--- EXERCISE PROMPT ---
Please give the records again from the line with "image for overcast" through the end of the records, replacing "re-annotate" with "relabel" and leaving everything else unchanged. Return only those lines.

** Begin **

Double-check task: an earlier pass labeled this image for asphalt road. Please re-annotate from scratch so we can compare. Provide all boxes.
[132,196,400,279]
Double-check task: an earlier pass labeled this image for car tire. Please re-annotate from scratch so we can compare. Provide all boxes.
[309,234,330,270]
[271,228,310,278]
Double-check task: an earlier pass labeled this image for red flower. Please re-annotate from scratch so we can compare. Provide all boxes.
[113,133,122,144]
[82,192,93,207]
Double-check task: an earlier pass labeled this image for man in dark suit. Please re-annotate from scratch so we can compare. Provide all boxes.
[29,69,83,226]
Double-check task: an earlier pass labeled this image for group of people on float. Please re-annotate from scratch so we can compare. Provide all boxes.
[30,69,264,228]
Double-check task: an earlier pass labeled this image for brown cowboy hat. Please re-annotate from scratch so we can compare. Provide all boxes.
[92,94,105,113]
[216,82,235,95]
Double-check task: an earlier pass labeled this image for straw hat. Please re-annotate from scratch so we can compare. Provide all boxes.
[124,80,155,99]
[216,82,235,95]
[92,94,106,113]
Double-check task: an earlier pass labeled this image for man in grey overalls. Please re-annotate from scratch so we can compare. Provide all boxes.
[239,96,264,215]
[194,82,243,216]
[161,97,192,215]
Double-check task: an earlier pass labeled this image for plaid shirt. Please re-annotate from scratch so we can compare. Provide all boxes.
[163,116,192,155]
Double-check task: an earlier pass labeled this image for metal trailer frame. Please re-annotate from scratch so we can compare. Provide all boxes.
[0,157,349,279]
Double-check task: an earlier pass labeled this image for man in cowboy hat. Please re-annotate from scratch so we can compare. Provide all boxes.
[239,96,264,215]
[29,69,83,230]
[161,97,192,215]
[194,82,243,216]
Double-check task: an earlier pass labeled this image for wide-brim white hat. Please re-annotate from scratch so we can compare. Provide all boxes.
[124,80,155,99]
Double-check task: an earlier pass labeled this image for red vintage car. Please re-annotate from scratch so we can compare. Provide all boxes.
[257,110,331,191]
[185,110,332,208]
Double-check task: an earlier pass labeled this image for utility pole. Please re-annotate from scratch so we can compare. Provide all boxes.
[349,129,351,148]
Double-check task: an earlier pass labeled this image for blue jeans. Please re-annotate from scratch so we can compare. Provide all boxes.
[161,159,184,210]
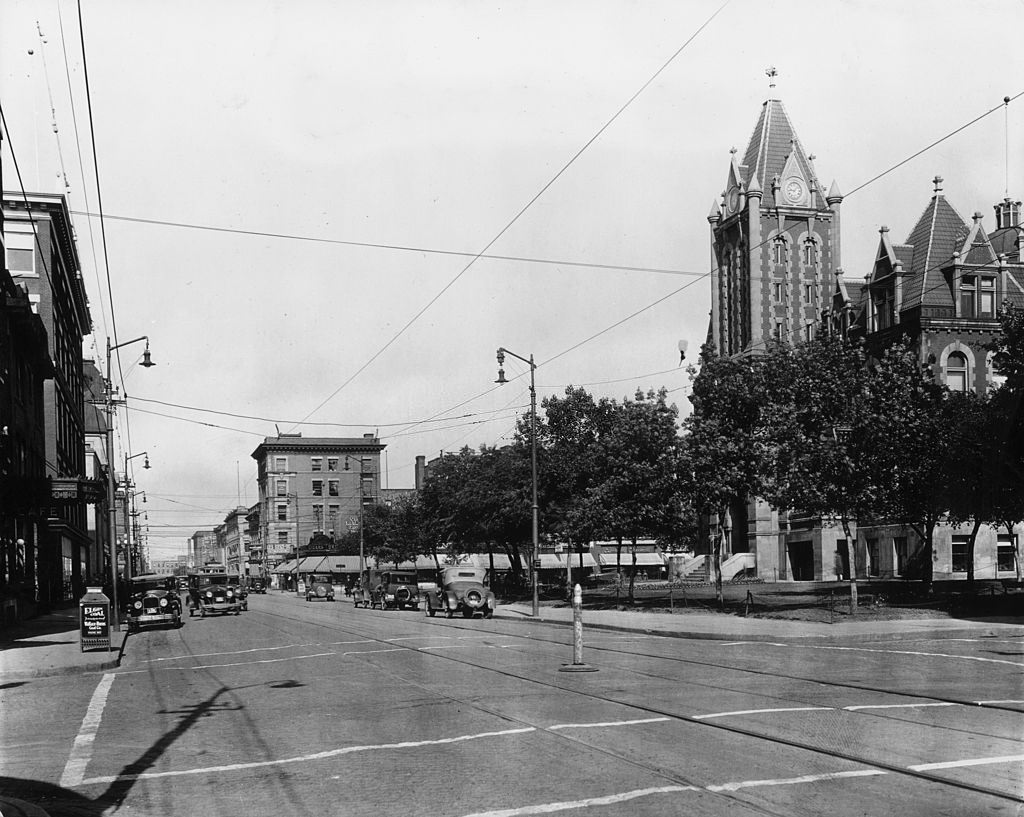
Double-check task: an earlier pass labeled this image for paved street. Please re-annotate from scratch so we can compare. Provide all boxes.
[0,593,1024,817]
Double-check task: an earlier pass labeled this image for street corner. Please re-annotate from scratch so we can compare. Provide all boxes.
[0,777,102,817]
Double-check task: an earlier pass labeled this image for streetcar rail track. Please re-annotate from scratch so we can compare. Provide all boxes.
[167,597,1024,814]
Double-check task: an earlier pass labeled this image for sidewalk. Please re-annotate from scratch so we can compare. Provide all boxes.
[485,602,1024,643]
[0,606,128,686]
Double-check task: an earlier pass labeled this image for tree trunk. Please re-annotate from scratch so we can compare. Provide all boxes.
[630,536,637,604]
[967,519,981,592]
[843,515,857,615]
[712,518,728,607]
[923,519,935,595]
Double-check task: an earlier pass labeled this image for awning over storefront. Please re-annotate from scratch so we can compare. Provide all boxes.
[601,548,665,567]
[541,553,597,570]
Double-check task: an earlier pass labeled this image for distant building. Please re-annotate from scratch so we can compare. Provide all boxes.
[218,507,250,575]
[252,434,385,571]
[704,91,1024,581]
[188,529,224,568]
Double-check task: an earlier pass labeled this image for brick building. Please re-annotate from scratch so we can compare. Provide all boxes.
[3,192,95,606]
[252,434,385,571]
[708,91,1024,581]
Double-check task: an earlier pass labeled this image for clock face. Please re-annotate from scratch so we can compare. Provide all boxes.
[785,179,804,203]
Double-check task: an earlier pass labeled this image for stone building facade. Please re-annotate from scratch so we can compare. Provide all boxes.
[708,92,1024,581]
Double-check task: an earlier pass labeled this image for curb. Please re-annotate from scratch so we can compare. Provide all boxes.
[495,608,1024,643]
[0,633,128,679]
[0,797,50,817]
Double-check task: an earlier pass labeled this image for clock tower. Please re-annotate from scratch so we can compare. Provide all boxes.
[708,88,843,355]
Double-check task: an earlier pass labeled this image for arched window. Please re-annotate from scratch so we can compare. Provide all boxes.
[946,352,967,391]
[804,239,818,266]
[772,235,785,264]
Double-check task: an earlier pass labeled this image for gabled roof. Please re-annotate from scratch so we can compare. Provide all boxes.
[959,213,995,265]
[742,99,816,194]
[988,227,1024,261]
[903,192,970,309]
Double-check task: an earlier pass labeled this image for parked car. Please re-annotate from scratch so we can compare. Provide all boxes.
[188,573,246,618]
[424,567,495,618]
[352,568,384,609]
[306,573,334,601]
[227,573,249,610]
[126,573,181,633]
[380,570,420,610]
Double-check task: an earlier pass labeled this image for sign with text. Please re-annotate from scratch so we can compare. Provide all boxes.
[79,588,111,652]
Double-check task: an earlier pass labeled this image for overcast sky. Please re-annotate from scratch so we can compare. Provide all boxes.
[0,0,1024,558]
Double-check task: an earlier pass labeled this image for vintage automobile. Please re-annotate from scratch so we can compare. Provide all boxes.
[424,566,495,618]
[125,573,181,633]
[188,565,247,617]
[306,573,334,601]
[380,570,420,610]
[352,568,384,607]
[227,573,249,610]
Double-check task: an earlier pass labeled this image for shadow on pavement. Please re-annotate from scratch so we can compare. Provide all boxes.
[0,777,100,817]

** End **

--- FINAL ANSWER ---
Double-check task: an earlier pass labeled this image for overcast sky. Please relabel from scratch so we can compare. Provide all boxes.
[0,0,1024,558]
Double-check task: an earlier pass labeled this image for vintage automobile. Please relabel from scratch so we can compare. Provide all boxes.
[424,566,495,618]
[125,573,181,633]
[188,565,247,617]
[306,573,334,601]
[380,570,420,610]
[352,568,384,607]
[227,573,249,610]
Double-check task: an earlier pass labeled this image for shadow on pavement. Please relabel from scratch so we can compare. Provide all boxes.
[0,777,100,817]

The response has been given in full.